* [Request] Find each line in the records that contains the word "mountain", and copy those lines.

* [Dataset records]
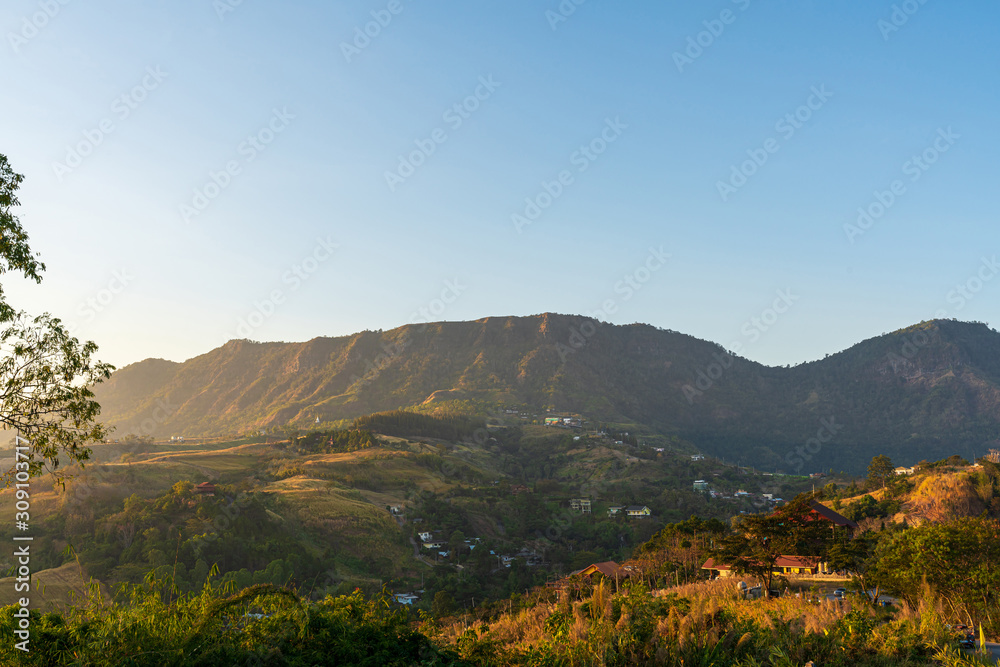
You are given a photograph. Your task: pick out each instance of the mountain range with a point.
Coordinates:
(924, 392)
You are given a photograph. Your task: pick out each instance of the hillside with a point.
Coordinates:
(920, 393)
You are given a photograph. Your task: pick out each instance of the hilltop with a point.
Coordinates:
(918, 393)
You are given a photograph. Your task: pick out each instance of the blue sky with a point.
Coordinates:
(201, 171)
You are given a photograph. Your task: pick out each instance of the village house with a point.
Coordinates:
(581, 505)
(637, 511)
(205, 489)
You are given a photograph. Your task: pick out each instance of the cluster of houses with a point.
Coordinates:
(433, 542)
(703, 486)
(792, 564)
(565, 422)
(585, 506)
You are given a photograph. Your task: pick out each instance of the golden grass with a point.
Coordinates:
(50, 589)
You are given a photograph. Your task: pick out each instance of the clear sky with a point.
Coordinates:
(202, 171)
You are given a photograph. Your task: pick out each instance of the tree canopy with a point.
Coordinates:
(45, 373)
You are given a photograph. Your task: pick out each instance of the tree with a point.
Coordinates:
(857, 556)
(958, 560)
(443, 605)
(754, 547)
(760, 538)
(880, 471)
(45, 373)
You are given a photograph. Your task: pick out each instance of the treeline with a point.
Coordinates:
(402, 424)
(153, 625)
(336, 442)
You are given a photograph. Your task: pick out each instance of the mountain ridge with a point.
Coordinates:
(922, 391)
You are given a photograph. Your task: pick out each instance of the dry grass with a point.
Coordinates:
(50, 589)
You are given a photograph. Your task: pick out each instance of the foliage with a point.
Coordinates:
(405, 423)
(958, 559)
(261, 625)
(45, 373)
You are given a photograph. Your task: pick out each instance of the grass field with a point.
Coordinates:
(50, 589)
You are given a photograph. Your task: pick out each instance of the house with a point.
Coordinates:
(637, 511)
(609, 569)
(822, 511)
(205, 489)
(783, 565)
(581, 505)
(717, 569)
(797, 565)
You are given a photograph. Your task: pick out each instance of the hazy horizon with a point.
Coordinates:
(310, 170)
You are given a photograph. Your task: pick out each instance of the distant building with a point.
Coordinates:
(637, 511)
(822, 511)
(609, 569)
(581, 505)
(205, 489)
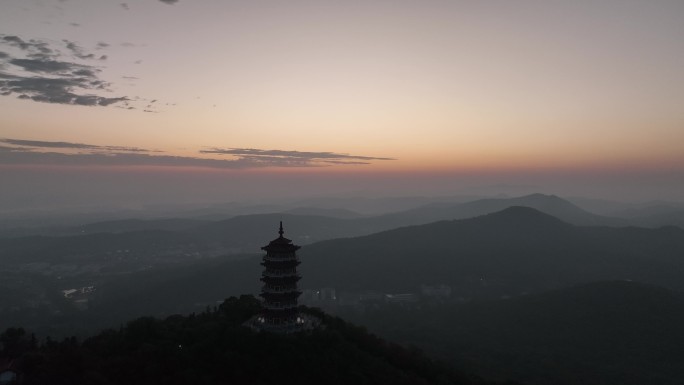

* [Full output]
You are given a photograph. Your task: pick out each instance of the mountain range with a point.
You are given a photograph. Your task: pick out each instance of the mountain ridge with a point.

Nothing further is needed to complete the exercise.